-- EXERCISE --
Write the data below out again in full, exactly as shown.

-- DATASET --
■ ■ ■ ■ ■
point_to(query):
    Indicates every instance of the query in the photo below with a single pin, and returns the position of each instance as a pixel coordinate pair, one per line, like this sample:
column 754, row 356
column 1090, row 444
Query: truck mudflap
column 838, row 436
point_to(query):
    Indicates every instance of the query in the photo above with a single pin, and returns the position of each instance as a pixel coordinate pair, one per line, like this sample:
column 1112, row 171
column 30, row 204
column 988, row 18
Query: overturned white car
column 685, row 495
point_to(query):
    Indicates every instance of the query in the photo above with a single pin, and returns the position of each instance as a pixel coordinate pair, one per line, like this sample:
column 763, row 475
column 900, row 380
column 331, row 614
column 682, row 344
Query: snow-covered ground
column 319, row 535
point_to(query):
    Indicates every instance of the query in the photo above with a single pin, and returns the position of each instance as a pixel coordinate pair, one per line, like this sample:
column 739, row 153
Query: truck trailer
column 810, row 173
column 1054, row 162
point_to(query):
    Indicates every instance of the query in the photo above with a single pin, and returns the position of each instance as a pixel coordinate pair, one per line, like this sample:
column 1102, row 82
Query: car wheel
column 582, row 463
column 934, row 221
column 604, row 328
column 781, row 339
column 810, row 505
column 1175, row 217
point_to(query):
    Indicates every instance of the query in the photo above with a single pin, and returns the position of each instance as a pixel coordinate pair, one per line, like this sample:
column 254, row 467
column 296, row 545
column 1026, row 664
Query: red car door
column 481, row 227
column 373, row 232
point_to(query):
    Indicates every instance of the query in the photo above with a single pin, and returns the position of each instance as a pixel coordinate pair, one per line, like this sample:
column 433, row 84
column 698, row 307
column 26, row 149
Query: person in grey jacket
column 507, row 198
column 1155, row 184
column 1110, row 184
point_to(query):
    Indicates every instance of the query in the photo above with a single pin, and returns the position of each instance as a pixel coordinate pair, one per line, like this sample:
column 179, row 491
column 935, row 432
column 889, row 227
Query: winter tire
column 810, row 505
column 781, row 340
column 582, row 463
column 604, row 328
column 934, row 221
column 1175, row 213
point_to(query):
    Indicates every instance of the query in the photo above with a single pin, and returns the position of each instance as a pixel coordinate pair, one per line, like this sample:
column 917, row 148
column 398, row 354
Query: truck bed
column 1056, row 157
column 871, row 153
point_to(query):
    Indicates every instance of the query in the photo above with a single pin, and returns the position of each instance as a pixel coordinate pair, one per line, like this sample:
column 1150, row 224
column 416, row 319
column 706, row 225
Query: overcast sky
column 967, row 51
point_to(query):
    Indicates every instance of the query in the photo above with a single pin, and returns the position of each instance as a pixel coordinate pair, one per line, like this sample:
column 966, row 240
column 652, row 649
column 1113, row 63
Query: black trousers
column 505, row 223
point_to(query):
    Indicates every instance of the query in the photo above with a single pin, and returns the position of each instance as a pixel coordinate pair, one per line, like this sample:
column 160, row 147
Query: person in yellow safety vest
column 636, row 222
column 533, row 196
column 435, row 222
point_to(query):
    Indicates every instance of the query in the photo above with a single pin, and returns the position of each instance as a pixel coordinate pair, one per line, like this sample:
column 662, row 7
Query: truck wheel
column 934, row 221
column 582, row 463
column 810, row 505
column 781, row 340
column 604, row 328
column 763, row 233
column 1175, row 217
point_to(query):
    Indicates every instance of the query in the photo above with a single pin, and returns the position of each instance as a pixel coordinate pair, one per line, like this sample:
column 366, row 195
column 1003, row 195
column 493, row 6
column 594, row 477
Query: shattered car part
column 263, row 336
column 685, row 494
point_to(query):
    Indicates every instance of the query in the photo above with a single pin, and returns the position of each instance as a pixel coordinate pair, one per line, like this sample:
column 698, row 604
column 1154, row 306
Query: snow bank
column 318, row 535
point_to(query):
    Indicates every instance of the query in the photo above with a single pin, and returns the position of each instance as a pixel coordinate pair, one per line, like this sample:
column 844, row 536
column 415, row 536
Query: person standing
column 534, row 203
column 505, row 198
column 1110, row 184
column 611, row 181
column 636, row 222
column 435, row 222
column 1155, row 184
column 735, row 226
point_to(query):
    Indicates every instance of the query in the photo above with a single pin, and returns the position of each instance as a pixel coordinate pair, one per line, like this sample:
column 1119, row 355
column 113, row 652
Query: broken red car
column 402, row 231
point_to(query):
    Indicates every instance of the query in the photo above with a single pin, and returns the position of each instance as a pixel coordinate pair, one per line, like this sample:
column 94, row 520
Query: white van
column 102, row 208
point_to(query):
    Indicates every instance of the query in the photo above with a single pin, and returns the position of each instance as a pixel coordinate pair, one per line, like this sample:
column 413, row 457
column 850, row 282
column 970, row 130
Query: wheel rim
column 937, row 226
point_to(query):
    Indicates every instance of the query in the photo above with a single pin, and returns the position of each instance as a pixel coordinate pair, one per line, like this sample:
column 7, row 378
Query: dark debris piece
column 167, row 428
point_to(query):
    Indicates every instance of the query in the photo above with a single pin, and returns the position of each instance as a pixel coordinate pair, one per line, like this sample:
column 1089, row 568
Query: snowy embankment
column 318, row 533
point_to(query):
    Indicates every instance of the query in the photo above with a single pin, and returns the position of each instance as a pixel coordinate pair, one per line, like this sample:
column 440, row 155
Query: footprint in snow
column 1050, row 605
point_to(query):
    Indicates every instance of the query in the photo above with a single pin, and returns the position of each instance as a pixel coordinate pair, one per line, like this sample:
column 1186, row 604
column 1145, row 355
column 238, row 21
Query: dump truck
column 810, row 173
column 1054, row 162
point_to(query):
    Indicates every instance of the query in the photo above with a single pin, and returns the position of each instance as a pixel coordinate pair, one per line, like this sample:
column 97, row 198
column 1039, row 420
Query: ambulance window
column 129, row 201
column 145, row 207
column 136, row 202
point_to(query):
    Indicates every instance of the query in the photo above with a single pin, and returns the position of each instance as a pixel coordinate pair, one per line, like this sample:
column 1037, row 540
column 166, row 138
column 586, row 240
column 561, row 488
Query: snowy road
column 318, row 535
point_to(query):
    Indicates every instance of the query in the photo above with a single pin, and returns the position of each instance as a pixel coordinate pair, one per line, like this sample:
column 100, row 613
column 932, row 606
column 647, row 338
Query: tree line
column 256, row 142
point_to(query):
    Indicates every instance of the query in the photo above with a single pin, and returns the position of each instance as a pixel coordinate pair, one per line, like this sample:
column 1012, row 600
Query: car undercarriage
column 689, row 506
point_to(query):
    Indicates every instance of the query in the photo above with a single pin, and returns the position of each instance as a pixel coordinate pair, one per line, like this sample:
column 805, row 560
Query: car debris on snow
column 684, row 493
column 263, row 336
■ ■ ■ ■ ■
-- WRITTEN RESPONSE --
point_to(query):
    Indicates every instance of the query in the photo below with a single pin, and returns the position of each instance as a pixel coordinate pair, one per line, like this sample:
column 754, row 356
column 1090, row 444
Query: truck mudflap
column 838, row 436
point_to(query):
    Indicates every instance of the query in the photo above with a single pin, and returns the position of each instance as a pixel coordinate pair, one per line, like this sample:
column 1112, row 171
column 30, row 204
column 988, row 18
Query: overturned white car
column 685, row 495
point_to(query):
    Indicates every instance of the query in the photo above with a single pin, and returns the position of each instance as a pixel coordinate pair, one per line, like this sample:
column 763, row 475
column 900, row 380
column 331, row 614
column 682, row 344
Query: snow-covered ground
column 319, row 535
point_to(query):
    Indicates every instance of the query in the photo above with a single pin, and returns the position of each instance as a pixel coordinate pair, one per line, like this sample:
column 739, row 153
Query: truck trailer
column 810, row 173
column 1054, row 162
point_to(query):
    Indicates every instance of the query in the photo above with a single pin, and returns the position of each instance as a pixel coordinate pair, one per line, like this sample:
column 1102, row 82
Query: car wheel
column 582, row 463
column 934, row 221
column 604, row 328
column 781, row 339
column 810, row 505
column 1175, row 217
point_to(query):
    Indicates every instance of the query in the photo above with a single pin, and returns the position of each instance as a pixel coordinate pair, one per line, like this sample:
column 254, row 467
column 296, row 545
column 1026, row 664
Query: red car door
column 481, row 227
column 373, row 232
point_to(query):
    Indicates every instance of the query in the photo above with a single pin, and returns the position of each instance as a pixel coordinate pair, one per line, like this sample:
column 433, row 84
column 698, row 307
column 26, row 149
Query: person in grey jacket
column 507, row 198
column 1155, row 184
column 1110, row 184
point_to(query):
    Indicates every instance of the query in the photo above with a single pin, and returns the position of each instance as a pixel coordinate pair, one per line, like this sample:
column 179, row 491
column 935, row 432
column 889, row 227
Query: winter tire
column 810, row 505
column 781, row 340
column 582, row 463
column 604, row 328
column 934, row 221
column 1175, row 213
point_to(query):
    Indicates every instance of the query in the photo above with a single pin, and returns the position of each instance as a pixel coordinate pair, one per line, like this sample:
column 917, row 148
column 398, row 354
Query: truck bed
column 1056, row 157
column 871, row 153
point_to(query):
    Indicates every instance of the query in the photo above with a single pin, and returns the position of each instance as a pixel coordinate pair, one per line, like this sample:
column 1150, row 224
column 416, row 319
column 706, row 225
Query: overcast sky
column 967, row 51
point_to(query):
    Indicates every instance of the query in the photo above with a single pin, and returns the position of each instance as a pixel coordinate pair, one per line, like this sample:
column 966, row 240
column 652, row 649
column 1113, row 63
Query: black trousers
column 505, row 223
point_to(query):
    Indicates every instance of the query in the photo above with a single pin, and returns the position of each instance as a pixel coordinate pair, one per line, like this sample:
column 160, row 147
Query: person in yellow safety vest
column 636, row 222
column 533, row 196
column 435, row 222
point_to(query):
    Indicates every instance of the query in the photo above with a single pin, and returns the position of each instance as a pixel coordinate pair, one per line, like this sample:
column 662, row 7
Query: truck wheel
column 934, row 221
column 582, row 463
column 810, row 505
column 781, row 340
column 604, row 328
column 763, row 233
column 1175, row 217
point_to(query):
    Indicates every instance of the query in the photo above with a single pin, and returns the position of each instance as a pixel coordinate pair, one per line, like this sample:
column 366, row 195
column 1003, row 195
column 493, row 6
column 594, row 477
Query: shattered car part
column 263, row 336
column 685, row 494
point_to(query):
    Indicates every instance of the query in the photo above with a single pin, and returns the position of each instance as a pixel coordinate pair, one per line, like this sample:
column 698, row 604
column 1154, row 306
Query: snow bank
column 318, row 535
point_to(query):
    Indicates every instance of the query in the photo above with a single pin, and returns the position of each instance as a pixel coordinate pair, one per line, like this sample:
column 844, row 536
column 415, row 536
Query: person standing
column 534, row 203
column 505, row 198
column 1110, row 184
column 611, row 181
column 636, row 222
column 435, row 222
column 1155, row 184
column 735, row 226
point_to(query):
    Indicates every instance of the query in the photo above with a single pin, and returns the position of each instance as a pixel coordinate pair, one per line, like this sample:
column 1119, row 355
column 113, row 652
Query: broken red car
column 402, row 231
point_to(query):
    Indicates every instance of the query in the photo above with a single pin, and returns the position of each instance as a pixel coordinate pair, one per line, like this sample:
column 94, row 520
Query: white van
column 102, row 208
point_to(query):
    Indicates every instance of the query in the photo above with a single pin, and returns the position of each instance as a pixel coordinate pair, one per line, like this sample:
column 413, row 457
column 850, row 282
column 970, row 130
Query: wheel rim
column 937, row 226
point_to(query):
    Indicates every instance of the query in the photo above with a single pin, and returns the position of each instance as a pixel coordinate pair, one per line, like this sample:
column 7, row 378
Query: dark debris piece
column 167, row 428
point_to(query):
    Indicates every instance of the query in the photo above with a single pin, and returns the position of each instance as a pixel coordinate pair, one per line, like this sample:
column 1089, row 568
Query: snowy embankment
column 318, row 533
point_to(query):
    Indicates every instance of the query in the photo above with a single pin, and returns the position of each instance as a pixel coordinate pair, one per line, like this sample:
column 440, row 155
Query: footprint in snow
column 1050, row 605
point_to(query):
    Indicates every instance of the query in the photo above with a single pin, and returns the position of each instance as a pixel coordinate pair, one per line, like this sample:
column 1186, row 604
column 1145, row 355
column 238, row 21
Query: dump truck
column 810, row 173
column 1054, row 162
point_to(query):
    Indicates every instance of the query in the photo above with a single pin, and returns the position of each instance as a pixel coordinate pair, one per line, like this sample:
column 97, row 198
column 1039, row 420
Query: ambulance window
column 129, row 201
column 145, row 207
column 136, row 202
point_to(query):
    Indicates every instance of the query in the photo above with a single pin, and returns the position of each instance as a pixel coordinate pair, one per line, like this sample:
column 1037, row 540
column 166, row 138
column 586, row 240
column 561, row 488
Query: snowy road
column 318, row 535
point_to(query):
    Indicates every instance of the query in the photo above with a single pin, and returns the position of each instance as a pixel coordinate pair, one per line, like this sample:
column 100, row 613
column 932, row 606
column 647, row 338
Query: tree line
column 256, row 142
point_to(query):
    Indicates every instance of the query in the photo above with a single pin, and returns the position of each instance as a pixel coordinate pair, one per line, like this sample:
column 1012, row 600
Query: car undercarriage
column 689, row 506
point_to(query):
    Indicates every instance of the query in the photo above with a single pin, and returns the position of each instance as a pixel coordinate pair, one per line, like this sample:
column 805, row 560
Query: car debris on snow
column 684, row 493
column 263, row 336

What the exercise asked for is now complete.